* _Aim 1_
Please return the lines of the saved data listing unchanged, starting with the line that contains "outline: cloud" and going on through the end of the listing.

* _Quoted passage_

Moeen Uddin Ahmed  (born 21 January 1953) is a former Bangladesh Army general and the 12th Chief of Army Staff of the Bangladesh Army from 15 June 2005 to 15 June 2009 with last one-year extension during the caretaker government led by Fakhruddin Ahmed. He has worked in Bangladesh High Commission in Islamabad, Pakistan as a Defence Attaché in the rank of brigadier, and prior to that he served as a UN Peacekeeper in United Nations Assistance Mission for Rwanda as a colonel in 1995.

Moeen Uddin Ahmed is the first army chief of staff who was commissioned in the newly formed Bangladesh Military Academy then at Comilla (now at Chittagong). He is the first regular four-star general after the liberation war, although the first official four-star general was the country's commander-in-chief of the liberation war and liberation forces M. A. G. Osmani, leading the war of independence in 1971, and the second person was Lieutenant-General Mustafizur Rahman who was promoted to full general on the day of his retirement on 23 December 2000.

Moeen was, behind the scenes, the main actor, although unlawfully, as the Chief of Army Staff during the 2006–08 Bangladeshi political crisis, violating constitution. Although the Caretaker Government had gone beyond its constitutional 3 months period it is credited for some remarkable changes like the introduction of a national identity card, activation of an anti-corruption bureau which was later given additional power and status as a commission. This military-backed government is also credited for paving the way towards independent judiciary by implementing relevant 'Mazdar Hussain Case' and forming independent judicial appointments commission. Initially, Bangladeshis were generally happy for the sense relief it gave after unprecedented anarchy on the streets of major cities but soon people started to be suspicious about the intention or objective of the government. Events like General Moeen's publication of books on politics or patronizing a political party led by Ferdous Ahmed Qureshi were not received positively at a backdrop of delivering effort in terminating the political career of former prime ministers Khaleda Zia and Sheikh Hasina.

Military career
Moeen U Ahmed completed his preliminary education Pakistan Air Force College Sargodha in the erstwhile West Pakistan. He belonged to the 16th entry (831 – Fury House), which stayed there from 1965 to 1970.

Moeen Ahmed joined BMA Comilla on 10 January 1974 and started his military career on 11 January 1975 in the rank of second lieutenant. He was commissioned in the 2nd battalion of the East Bengal Regiment (an infantry regiment of the Bangladesh army which was established in the Pakistani era). He received "Chief of Army Staff's Cane" from Bangladesh Military Academy (then at Comilla) while his batch-mate Abu Tayeb Mohammed Zahirul Alam (later became general) was awarded the "Sword of Honor". Before joining the army, he served Bangladesh Air Force for a year as a flight cadet, he was in Russia for flying training but he was dismissed due to health conditions. He started his instructional career as Weapon Training Officer and then platoon commander in BMA (then location changed to Chittagong). He received NDC (National Defence College) course after becoming Lieutenant General (as army chief), which course has been designed for colonel level officers.

Besides, commanding two infantry battalions as lieutenant colonel, he also served in Army Headquarters, Military Operations Directorate. He served as Colonel Staff of an Infantry Division. He has served in Dhaka's Defence Services Command and Staff College (DSCSC) as Directing Staff in the rank of lieutenant colonel, senior instructor of Army Wing in the rank of colonel and chief instructor in the rank of brigadier.

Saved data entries
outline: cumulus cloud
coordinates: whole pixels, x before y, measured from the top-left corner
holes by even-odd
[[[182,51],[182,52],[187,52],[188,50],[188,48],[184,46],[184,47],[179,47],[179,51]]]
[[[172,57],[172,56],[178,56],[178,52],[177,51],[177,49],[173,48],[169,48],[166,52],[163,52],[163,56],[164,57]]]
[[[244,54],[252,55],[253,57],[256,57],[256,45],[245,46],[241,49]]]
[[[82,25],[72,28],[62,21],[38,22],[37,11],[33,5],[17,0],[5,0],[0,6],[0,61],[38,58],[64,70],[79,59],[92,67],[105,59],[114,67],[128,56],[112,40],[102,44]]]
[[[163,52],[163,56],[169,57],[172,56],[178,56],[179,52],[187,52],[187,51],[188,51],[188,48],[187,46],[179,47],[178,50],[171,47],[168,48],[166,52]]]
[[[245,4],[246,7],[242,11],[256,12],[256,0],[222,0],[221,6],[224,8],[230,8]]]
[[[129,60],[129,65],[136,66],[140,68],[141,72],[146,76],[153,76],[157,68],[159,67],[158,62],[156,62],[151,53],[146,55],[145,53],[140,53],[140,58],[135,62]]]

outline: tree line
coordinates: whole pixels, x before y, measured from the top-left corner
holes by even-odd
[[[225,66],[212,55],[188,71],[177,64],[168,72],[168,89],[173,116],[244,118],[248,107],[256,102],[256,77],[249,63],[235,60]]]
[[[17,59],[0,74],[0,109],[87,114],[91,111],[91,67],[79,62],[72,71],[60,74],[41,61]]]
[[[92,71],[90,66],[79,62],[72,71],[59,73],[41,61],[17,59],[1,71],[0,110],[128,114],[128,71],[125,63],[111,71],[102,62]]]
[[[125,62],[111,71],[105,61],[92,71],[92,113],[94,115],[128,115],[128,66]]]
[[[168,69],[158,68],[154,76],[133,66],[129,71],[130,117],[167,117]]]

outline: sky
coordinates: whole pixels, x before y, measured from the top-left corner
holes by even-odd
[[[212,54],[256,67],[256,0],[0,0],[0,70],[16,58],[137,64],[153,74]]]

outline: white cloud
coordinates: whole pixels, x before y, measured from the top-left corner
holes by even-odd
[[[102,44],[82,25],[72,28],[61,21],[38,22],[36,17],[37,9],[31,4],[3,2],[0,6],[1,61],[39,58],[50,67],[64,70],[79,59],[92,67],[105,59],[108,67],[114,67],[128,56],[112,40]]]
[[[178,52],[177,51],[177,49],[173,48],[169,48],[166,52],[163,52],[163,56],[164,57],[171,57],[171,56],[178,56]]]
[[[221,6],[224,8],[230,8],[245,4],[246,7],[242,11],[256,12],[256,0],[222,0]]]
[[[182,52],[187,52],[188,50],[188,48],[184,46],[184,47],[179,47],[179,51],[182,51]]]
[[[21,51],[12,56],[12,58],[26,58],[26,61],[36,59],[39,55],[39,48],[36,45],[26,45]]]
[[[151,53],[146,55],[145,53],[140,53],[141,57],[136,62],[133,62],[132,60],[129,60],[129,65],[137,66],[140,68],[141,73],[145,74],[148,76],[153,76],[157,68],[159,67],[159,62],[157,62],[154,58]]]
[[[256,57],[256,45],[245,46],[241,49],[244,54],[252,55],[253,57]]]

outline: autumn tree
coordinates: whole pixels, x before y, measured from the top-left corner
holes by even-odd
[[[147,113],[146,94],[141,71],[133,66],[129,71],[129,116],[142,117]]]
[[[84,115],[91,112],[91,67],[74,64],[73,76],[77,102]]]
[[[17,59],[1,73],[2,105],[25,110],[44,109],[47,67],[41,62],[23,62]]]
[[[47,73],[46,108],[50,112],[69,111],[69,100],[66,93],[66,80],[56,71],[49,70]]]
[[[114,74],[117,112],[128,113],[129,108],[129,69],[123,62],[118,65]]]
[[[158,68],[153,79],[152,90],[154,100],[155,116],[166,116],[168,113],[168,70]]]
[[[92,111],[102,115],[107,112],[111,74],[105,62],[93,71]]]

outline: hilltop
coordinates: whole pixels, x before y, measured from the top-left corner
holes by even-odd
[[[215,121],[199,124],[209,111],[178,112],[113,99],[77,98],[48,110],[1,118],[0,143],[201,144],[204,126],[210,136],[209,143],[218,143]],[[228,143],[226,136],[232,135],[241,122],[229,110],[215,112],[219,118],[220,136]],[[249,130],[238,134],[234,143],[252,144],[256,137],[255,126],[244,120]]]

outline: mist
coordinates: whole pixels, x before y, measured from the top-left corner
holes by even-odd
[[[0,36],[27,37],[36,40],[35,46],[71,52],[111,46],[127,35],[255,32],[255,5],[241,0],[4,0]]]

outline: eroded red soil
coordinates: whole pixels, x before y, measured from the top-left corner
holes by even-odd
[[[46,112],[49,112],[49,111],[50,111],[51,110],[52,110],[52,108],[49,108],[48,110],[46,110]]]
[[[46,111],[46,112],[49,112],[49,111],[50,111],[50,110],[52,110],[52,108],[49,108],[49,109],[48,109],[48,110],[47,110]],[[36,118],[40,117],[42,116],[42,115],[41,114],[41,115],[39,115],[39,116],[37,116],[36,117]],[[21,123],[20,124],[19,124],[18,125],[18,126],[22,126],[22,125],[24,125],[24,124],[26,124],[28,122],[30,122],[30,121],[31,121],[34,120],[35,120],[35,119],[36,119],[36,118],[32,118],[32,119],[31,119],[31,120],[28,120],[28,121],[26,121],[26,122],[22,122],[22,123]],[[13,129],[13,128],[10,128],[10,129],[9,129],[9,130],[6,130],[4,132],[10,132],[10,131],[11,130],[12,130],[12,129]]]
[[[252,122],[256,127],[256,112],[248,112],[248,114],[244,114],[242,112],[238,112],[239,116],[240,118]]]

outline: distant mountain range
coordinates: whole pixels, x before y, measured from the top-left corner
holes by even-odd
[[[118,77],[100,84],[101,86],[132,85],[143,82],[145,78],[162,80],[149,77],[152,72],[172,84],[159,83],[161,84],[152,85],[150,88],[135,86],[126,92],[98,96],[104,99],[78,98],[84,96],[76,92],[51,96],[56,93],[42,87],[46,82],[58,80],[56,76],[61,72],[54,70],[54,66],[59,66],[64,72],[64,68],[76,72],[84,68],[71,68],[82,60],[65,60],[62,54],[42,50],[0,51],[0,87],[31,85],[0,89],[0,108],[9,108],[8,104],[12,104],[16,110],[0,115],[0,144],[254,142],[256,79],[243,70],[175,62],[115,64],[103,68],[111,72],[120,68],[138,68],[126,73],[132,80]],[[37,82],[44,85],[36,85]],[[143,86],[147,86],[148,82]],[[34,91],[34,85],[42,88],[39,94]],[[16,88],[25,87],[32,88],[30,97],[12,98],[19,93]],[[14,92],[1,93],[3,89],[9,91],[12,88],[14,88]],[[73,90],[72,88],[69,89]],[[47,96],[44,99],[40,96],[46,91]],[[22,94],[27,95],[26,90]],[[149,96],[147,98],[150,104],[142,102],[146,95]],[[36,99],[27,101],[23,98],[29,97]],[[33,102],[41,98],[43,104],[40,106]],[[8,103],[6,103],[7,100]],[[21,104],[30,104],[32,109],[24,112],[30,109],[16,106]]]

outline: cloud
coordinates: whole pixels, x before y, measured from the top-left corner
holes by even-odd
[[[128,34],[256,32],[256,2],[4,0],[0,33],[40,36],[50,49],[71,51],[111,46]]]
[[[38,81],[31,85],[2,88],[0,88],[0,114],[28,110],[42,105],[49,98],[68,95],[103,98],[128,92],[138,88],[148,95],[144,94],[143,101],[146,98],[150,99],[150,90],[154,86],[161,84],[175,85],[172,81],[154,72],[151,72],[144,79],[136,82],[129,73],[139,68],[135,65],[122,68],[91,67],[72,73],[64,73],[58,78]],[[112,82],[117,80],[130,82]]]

* _Aim 2_
Rewrite the passage of the text on Moeen Uddin Ahmed starting with "Moeen Uddin Ahmed is" and going on through "23 December 2000.", changing "Comilla" to "Cumilla".

* _Exercise response 1_
outline: cloud
coordinates: whole pixels, x before y, measured from the top-left corner
holes by even-odd
[[[128,34],[256,32],[256,2],[4,0],[0,33],[40,36],[50,49],[71,51],[111,46]]]
[[[38,81],[31,85],[2,88],[0,88],[0,114],[28,110],[42,105],[49,98],[68,95],[103,98],[128,92],[138,88],[148,95],[144,94],[143,101],[146,98],[150,99],[150,90],[154,86],[161,84],[175,85],[172,81],[154,72],[151,72],[144,79],[136,82],[129,73],[139,68],[135,65],[122,68],[91,67],[72,73],[64,73],[58,78]],[[112,82],[117,80],[130,82]]]

* _Exercise response 2_
Moeen Uddin Ahmed is the first army chief of staff who was commissioned in the newly formed Bangladesh Military Academy then at Cumilla (now at Chittagong). He is the first regular four-star general after the liberation war, although the first official four-star general was the country's commander-in-chief of the liberation war and liberation forces M. A. G. Osmani, leading the war of independence in 1971, and the second person was Lieutenant-General Mustafizur Rahman who was promoted to full general on the day of his retirement on 23 December 2000.